* _Para resolver_:
- a) Passe para o inglês esta frase do texto sobre cores na comida: “Em geral, os ingredientes transferem cor e nutrientes, mas praticamente nada de sabor.”
- b) Dê continuidade ao texto sobre cores na comida a partir da última frase dele.

--- Trecho fornecido ---

Jornal Estado de Minas

CORES PARA COMER

Tingimento natural: vegetais são usados para colorir a comida

Aquela máxima de que comemos primeiro com os olhos se intensifica com as cores. Não há como negar que a comida colorida atrai a nossa atenção e automaticamente abre o apetite. Mais instigante ainda quando se trata de tingimento natural, em que os tons são extraídos dos próprios ingredientes das receitas. Veja como as cores transformam massas, pães e chocolates.




No tempo em que trabalhou em um restaurante italiano, Ana Jatobá só fazia massas tingidas com espinafre e beterraba, as mais tradicionais na Itália. Quando passou a dar aulas, foi instigada pelo interesse dos alunos e descobriu um mundo de possibilidades com tingimento natural.

“Como vivemos em um país tropical, onde existe uma variedade enorme de ingredientes à mão, temos muito mais recurso e criatividade para usar as cores”, aponta a chef e fundadora da Escola de Massas Autênticas.

O verde está entre as suas cores preferidas. O mais comum é usar espinafre, como os italianos ensinam, mas também dá para trazer um olhar mineiro com couve e ora-pro-nóbis. Ana alerta que tudo o que tem clorofila tem que passar pelo processo de branqueamento (sair da água fervente diretamente para a água gelada), senão oxida e deixa a massa marrom.

O pão de abóbora com cúrcuma da Albertina Pães Especiais se destaca com um amarelo chamativo (foto: Jair Amaral/EM/D.A Press)
Pensando na composição de cores, a chef gosta de servir a massa verde com recheio de ricota ou muçarela de búfala (branco) e molho de tomate (vermelho).



A beterraba entra na hora de tingir a massa de rosa. Linda e igualmente desafiadora, já que tende a desbotar no cozimento. Para driblar essa sua característica, a professora orienta comprar as menores, que têm a cor mais concentrada.

Além disso, existe uma técnica de fixação da cor que consiste em cozinhar o legume em meio ácido, com um pouco de vinagre e sal. Mesmo assim, perde-se intensidade na coloração. Se quiser o rosa no máximo de potência, considere usar a versão da beterraba em pó.

Ana associa a massa roxa de beterraba a sabores mais frescos. Por isso, dá uma ideia que foge do comum. Sirva em uma salada com queijo de cabra, maçã verde e raspas de limão siciliano.

Por usar ovos de gema vermelha, suas massas tradicionais ficam naturalmente mais amarelas. Quando quer reforçar o “bronzeado”, adiciona cúrcuma, açafrão ou páprica. Já a pitaia leva para a mesa um rosa fúcsia deslumbrante, nas palavras da chef. Nesse caso, o melhor é escolher um molho que não interfira no colorido do prato. Por exemplo, manteiga com suco e raspas de laranja.



Nessas pesquisas, Ana desenvolveu uma técnica com funghi seco que deixa a massa marrom e com um sabor marcante de cogumelos, o que é raro. Em geral, os ingredientes transferem cor e nutrientes, mas praticamente nada de sabor. Depois de desidratados no forno, para que fiquem bem crocantes, os cogumelos são processados até virar pó e se misturam à farinha de trigo.

--- Trechos dos dados ---

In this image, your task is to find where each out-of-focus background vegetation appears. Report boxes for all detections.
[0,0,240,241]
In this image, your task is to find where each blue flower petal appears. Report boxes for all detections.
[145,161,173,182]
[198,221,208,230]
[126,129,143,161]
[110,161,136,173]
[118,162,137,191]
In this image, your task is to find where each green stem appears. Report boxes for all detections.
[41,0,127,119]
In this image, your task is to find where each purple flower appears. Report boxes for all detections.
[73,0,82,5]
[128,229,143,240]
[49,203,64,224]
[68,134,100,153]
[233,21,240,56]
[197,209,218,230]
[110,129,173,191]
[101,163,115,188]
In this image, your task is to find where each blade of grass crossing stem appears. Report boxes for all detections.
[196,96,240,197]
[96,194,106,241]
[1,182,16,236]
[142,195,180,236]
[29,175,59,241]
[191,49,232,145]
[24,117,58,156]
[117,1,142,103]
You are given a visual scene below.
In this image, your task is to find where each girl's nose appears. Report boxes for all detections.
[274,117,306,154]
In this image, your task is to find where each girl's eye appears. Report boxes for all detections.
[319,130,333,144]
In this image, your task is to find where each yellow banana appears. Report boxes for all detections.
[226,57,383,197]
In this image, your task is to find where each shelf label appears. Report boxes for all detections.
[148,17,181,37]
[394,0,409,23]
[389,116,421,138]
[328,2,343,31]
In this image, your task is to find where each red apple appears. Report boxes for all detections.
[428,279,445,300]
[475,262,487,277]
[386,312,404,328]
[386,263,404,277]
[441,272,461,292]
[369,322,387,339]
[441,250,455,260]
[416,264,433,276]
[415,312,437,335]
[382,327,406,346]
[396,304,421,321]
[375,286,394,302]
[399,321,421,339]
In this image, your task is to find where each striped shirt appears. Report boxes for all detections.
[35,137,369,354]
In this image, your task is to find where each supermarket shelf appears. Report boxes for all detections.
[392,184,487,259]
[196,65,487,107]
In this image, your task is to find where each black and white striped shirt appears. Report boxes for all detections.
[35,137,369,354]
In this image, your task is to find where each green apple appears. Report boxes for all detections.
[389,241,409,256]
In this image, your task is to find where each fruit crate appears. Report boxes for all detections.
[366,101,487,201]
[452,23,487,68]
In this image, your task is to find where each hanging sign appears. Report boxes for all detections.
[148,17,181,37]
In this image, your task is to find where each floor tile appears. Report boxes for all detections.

---

* _Respostas por tarefa_:
- a) In general, the ingredients transfer color and nutrients, but practically no flavor.

- b)
Para acompanhar essa massa, ela indica carnes como ossobuco e rabada, cogumelos ou um molho de queijo básico.

Erva mate, camu-camu, açaí, flor clitória e hibisco: Luiz Santiago "pinta" o chocolate branco com vários ingredientes (foto: Kalapa/Divulgação)
Outro ingrediente que também tinge a massa de marrom e dá sabor é o cacau. Na opinião da chef, ela forma a combinação perfeita com molho de carnes ou cogumelos. Com um pouco de ousadia, você faz uma sobremesa. Já pensou em servir um ravióli de cacau recheado com brigadeiro ou geleia e uma bola de sorvete?

Do marrom para o preto, chegamos às massas tingidas com tinta de lula. Como ela tem sabor de mar, não dá para se distanciar de receitas como fettuccine com camarão e lasanha de bacalhau.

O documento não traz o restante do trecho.